Activity
The full data must be written out exactly, with every line included.

-------- Provided records

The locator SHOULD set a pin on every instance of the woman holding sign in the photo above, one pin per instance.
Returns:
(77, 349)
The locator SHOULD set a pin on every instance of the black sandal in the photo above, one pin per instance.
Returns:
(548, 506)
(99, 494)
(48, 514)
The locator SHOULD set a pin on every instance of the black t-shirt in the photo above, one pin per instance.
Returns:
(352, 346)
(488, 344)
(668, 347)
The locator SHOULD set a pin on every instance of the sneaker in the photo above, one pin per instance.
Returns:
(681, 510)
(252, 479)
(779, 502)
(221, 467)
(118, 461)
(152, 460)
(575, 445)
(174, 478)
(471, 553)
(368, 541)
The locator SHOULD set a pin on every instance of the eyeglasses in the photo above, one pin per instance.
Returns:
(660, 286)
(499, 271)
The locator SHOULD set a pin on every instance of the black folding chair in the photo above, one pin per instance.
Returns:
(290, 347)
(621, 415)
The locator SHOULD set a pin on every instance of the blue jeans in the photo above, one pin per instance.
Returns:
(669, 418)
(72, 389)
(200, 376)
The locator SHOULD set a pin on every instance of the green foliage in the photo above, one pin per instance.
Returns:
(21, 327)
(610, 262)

----------------

Solution
The locator SHOULD set a pin on every instance of the woman holding sign in the photo above, one pin per instance.
Returns:
(77, 349)
The locator SHOULD set a pin on every instance of the black sandal in the photo above, one pin per instance.
Returns:
(548, 506)
(99, 494)
(48, 514)
The locator SHOULD set a pin on every instance of the black t-shirt in the photo above, one pin per instance.
Returns:
(352, 346)
(488, 344)
(668, 347)
The locator SHOULD set a pin on every instance of the sneaker in the photo above, one pin per instance.
Returns:
(681, 510)
(252, 479)
(779, 502)
(221, 467)
(118, 461)
(152, 460)
(575, 445)
(174, 478)
(471, 553)
(368, 541)
The locator SHOULD set a pin on every instance of the eyeglasses in the photo above, one pin per instance.
Returns:
(660, 286)
(499, 271)
The locator SHOULD set a pin on every instance of the black folding chair in the photo above, one pin per instance.
Returns:
(290, 347)
(621, 415)
The locator SHOULD set a pin on every instance of the blue jeans in the photo above, one pin per instance.
Returns:
(669, 418)
(72, 389)
(200, 376)
The locator SHOULD set a pin on every instance of the green foliage in the photo above, one pin per instance.
Returns:
(21, 327)
(610, 262)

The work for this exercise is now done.